Work required
Search term "kindly": please copy every line of the records below that contains it.

Extracted entries
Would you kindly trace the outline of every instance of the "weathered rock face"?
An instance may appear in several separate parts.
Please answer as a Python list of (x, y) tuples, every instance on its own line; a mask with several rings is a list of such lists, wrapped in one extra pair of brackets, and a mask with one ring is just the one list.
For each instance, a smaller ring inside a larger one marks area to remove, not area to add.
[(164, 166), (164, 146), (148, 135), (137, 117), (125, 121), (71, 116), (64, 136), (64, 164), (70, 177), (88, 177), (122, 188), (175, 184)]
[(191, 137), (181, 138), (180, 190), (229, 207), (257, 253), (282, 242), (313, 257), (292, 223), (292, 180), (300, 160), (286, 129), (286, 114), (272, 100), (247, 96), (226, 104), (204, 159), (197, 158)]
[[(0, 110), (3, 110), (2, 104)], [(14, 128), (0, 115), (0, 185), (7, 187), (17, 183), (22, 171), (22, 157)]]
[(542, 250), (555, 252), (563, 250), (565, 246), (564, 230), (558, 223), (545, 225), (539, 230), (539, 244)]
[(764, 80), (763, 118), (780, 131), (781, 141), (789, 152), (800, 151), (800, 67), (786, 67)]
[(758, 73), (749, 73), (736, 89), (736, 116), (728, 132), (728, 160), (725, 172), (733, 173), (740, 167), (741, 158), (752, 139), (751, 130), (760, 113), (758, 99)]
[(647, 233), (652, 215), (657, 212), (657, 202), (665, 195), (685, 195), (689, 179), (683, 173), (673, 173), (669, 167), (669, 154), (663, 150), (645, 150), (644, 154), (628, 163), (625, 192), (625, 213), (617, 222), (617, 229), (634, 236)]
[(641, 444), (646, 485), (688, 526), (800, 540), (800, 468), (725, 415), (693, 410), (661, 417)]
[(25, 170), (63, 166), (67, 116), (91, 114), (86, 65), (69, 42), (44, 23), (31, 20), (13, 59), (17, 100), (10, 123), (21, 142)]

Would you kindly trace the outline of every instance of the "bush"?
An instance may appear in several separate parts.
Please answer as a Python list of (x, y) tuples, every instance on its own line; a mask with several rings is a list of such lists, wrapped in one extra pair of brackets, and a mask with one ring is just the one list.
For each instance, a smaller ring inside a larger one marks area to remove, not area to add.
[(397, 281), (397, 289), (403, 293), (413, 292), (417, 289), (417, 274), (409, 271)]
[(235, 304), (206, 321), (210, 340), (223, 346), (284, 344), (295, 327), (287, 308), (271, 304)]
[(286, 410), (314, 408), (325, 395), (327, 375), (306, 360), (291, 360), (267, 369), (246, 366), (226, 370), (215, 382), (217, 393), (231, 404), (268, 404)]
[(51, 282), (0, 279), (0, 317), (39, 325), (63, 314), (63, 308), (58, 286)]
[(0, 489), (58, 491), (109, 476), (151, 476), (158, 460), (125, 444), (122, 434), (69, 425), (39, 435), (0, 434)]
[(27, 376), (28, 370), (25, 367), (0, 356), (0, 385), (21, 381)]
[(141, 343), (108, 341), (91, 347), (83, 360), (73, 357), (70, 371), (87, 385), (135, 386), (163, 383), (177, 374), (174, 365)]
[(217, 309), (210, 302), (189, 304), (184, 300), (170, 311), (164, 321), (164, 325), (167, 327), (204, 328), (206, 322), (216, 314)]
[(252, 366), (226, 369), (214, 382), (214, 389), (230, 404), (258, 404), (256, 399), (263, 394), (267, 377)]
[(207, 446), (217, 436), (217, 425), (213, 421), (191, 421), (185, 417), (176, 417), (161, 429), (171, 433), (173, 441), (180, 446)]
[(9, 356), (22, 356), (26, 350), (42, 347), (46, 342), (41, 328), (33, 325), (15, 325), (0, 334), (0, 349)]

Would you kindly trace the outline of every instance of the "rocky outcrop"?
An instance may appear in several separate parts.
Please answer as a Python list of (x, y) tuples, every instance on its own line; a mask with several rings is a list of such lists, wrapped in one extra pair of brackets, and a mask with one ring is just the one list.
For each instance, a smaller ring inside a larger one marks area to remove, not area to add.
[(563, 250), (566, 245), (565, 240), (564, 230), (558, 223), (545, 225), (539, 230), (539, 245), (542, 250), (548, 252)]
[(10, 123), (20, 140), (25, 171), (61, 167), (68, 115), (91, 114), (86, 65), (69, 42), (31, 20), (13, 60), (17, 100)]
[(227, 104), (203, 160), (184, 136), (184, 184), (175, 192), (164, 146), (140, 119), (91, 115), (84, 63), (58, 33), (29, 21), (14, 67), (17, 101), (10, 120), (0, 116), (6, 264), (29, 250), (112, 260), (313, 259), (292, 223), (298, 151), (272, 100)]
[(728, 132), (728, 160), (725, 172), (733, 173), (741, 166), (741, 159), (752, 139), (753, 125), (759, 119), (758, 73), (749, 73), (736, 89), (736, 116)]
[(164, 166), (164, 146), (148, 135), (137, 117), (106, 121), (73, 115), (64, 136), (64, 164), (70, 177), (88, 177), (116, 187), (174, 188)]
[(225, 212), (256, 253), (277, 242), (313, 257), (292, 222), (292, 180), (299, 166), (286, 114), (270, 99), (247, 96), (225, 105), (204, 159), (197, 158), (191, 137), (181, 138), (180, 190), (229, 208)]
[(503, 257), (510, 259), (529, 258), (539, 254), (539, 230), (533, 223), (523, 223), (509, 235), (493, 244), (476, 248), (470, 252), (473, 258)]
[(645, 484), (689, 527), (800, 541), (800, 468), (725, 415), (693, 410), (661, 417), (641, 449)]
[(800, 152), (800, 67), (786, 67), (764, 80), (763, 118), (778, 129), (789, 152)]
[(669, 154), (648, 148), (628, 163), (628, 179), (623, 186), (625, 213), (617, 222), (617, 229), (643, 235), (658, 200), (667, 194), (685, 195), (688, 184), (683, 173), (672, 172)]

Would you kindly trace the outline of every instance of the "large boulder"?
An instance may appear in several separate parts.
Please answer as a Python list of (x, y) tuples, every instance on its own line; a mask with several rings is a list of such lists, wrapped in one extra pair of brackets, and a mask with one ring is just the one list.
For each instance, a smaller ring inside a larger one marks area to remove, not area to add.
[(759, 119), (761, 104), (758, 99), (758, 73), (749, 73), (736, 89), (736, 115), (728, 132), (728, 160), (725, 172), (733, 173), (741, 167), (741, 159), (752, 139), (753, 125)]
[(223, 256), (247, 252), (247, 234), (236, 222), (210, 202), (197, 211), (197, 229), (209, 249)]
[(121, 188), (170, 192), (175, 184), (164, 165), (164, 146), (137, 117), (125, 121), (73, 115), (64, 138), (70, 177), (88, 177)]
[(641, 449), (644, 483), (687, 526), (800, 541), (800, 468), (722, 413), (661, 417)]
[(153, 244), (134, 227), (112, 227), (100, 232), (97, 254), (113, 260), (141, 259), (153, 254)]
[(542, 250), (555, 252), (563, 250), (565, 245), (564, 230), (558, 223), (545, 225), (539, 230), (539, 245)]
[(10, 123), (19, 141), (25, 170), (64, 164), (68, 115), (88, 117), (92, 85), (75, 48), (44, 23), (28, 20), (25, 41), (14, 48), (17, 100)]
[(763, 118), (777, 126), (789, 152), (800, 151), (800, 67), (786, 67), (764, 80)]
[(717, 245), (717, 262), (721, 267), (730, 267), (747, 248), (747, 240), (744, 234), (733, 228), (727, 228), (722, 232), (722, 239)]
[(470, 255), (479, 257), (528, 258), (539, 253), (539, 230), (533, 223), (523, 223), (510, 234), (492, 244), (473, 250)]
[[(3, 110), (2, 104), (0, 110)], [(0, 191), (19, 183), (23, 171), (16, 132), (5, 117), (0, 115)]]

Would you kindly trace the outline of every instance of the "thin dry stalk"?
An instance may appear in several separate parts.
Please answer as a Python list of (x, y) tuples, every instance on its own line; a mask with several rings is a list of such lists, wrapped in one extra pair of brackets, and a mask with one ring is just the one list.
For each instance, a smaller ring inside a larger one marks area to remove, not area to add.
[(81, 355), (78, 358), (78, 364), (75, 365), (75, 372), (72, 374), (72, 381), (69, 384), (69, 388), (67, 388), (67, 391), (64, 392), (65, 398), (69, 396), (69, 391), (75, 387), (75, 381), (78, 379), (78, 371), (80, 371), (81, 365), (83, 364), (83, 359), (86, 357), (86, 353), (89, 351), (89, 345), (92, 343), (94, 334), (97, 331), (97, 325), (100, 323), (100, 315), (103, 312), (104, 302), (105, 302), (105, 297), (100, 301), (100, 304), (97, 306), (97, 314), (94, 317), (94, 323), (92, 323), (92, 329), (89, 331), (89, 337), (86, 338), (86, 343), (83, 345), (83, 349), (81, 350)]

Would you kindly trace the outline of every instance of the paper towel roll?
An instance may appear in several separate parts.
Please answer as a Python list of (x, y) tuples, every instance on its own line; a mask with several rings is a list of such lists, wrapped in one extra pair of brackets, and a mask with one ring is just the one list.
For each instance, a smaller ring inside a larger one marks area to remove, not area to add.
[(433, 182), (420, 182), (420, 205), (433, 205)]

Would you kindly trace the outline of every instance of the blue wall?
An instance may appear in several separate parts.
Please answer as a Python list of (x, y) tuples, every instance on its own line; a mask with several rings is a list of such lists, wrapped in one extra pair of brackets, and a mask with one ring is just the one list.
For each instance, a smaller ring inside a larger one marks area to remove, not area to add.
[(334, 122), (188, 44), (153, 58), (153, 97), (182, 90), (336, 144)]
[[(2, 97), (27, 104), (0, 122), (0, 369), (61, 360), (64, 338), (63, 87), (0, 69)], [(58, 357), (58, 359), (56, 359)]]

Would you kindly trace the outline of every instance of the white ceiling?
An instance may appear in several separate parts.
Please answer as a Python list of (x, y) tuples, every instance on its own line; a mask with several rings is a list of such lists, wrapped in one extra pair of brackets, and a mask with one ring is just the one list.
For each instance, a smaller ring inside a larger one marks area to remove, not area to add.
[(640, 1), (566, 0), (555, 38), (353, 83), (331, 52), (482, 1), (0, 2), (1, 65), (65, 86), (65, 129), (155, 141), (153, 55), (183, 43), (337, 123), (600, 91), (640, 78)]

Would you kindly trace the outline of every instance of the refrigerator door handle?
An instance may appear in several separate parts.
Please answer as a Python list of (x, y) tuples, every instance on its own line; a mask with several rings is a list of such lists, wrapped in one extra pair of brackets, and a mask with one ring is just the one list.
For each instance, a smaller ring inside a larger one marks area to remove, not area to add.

Task output
Would you kindly trace the outline of every instance of the "weathered rock face"?
Would you kindly trace the outline of every instance of the "bush"?
Would you kindly trace the outline of every instance of the "rocky outcrop"?
Would you kindly trace the outline of every instance of the "large boulder"?
Would you kindly trace the outline of every instance of the "thin dry stalk"?
Would you kindly trace the outline of every instance of the paper towel roll?
Would you kindly trace the outline of every instance of the blue wall?
Would you kindly trace the outline of every instance of the white ceiling?
Would you kindly trace the outline of every instance of the refrigerator door handle?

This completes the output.